#### Extracted material:
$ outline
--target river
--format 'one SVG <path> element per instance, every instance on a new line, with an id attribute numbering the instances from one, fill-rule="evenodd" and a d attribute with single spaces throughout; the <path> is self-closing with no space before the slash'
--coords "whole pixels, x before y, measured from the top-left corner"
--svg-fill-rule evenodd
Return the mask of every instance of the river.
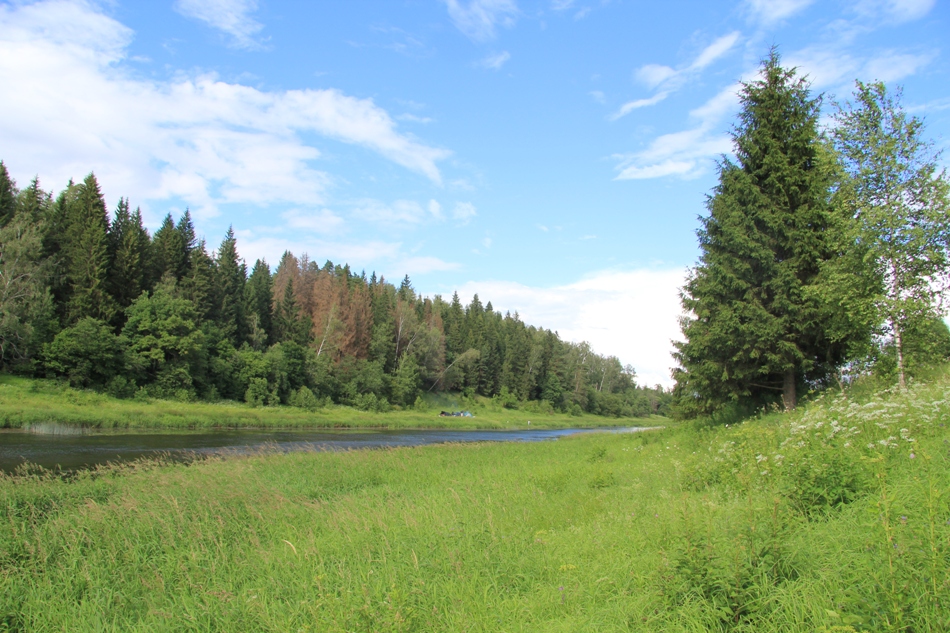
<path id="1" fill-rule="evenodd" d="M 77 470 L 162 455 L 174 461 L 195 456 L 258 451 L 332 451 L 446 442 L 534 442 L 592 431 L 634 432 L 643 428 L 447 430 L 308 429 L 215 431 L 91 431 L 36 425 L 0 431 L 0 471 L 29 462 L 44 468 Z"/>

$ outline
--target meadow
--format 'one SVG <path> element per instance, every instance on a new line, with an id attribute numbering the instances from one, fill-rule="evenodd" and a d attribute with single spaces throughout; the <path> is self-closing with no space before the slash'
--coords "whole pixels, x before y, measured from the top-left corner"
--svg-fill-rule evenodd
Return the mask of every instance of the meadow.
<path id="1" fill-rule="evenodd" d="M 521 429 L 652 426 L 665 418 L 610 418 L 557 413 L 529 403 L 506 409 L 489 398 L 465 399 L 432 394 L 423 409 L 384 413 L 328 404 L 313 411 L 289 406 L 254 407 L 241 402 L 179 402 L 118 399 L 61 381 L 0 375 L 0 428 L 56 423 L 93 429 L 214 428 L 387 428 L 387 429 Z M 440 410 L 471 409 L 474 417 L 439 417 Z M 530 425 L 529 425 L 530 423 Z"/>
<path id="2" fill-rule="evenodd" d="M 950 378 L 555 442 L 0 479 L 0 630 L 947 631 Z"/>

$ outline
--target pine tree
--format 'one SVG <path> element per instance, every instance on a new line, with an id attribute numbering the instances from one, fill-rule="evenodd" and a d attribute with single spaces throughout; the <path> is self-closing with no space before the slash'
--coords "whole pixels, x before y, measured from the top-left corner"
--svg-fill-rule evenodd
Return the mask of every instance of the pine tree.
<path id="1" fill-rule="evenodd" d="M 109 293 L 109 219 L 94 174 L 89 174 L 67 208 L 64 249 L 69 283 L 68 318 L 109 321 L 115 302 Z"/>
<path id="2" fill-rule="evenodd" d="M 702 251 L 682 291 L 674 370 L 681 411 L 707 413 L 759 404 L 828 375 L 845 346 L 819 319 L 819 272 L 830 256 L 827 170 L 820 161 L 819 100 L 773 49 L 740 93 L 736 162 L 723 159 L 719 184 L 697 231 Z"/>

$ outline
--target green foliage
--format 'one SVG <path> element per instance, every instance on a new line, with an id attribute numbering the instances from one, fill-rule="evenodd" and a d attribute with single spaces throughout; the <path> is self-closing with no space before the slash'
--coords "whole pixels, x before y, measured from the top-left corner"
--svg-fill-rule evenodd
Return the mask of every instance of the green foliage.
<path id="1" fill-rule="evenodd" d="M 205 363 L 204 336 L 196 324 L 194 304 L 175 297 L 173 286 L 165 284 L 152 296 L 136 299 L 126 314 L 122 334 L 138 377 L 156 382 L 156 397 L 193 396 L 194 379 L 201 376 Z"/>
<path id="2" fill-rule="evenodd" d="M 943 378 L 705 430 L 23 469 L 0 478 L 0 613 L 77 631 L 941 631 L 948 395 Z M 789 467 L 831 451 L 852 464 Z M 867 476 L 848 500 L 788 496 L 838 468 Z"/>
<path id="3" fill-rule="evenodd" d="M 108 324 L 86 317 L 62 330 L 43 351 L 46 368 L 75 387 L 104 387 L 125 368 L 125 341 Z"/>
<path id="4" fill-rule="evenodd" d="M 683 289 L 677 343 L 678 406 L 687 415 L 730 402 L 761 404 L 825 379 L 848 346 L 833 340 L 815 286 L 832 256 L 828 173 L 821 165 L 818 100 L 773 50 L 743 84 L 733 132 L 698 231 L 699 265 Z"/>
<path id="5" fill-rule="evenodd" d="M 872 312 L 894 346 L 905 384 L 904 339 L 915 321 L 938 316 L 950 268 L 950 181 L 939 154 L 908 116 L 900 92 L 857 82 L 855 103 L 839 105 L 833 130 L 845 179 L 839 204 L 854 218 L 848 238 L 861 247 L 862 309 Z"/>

#### Given exercise:
Count how many lines in the items above contain the word "mask", and reply with the number alone.

#### Full solution:
4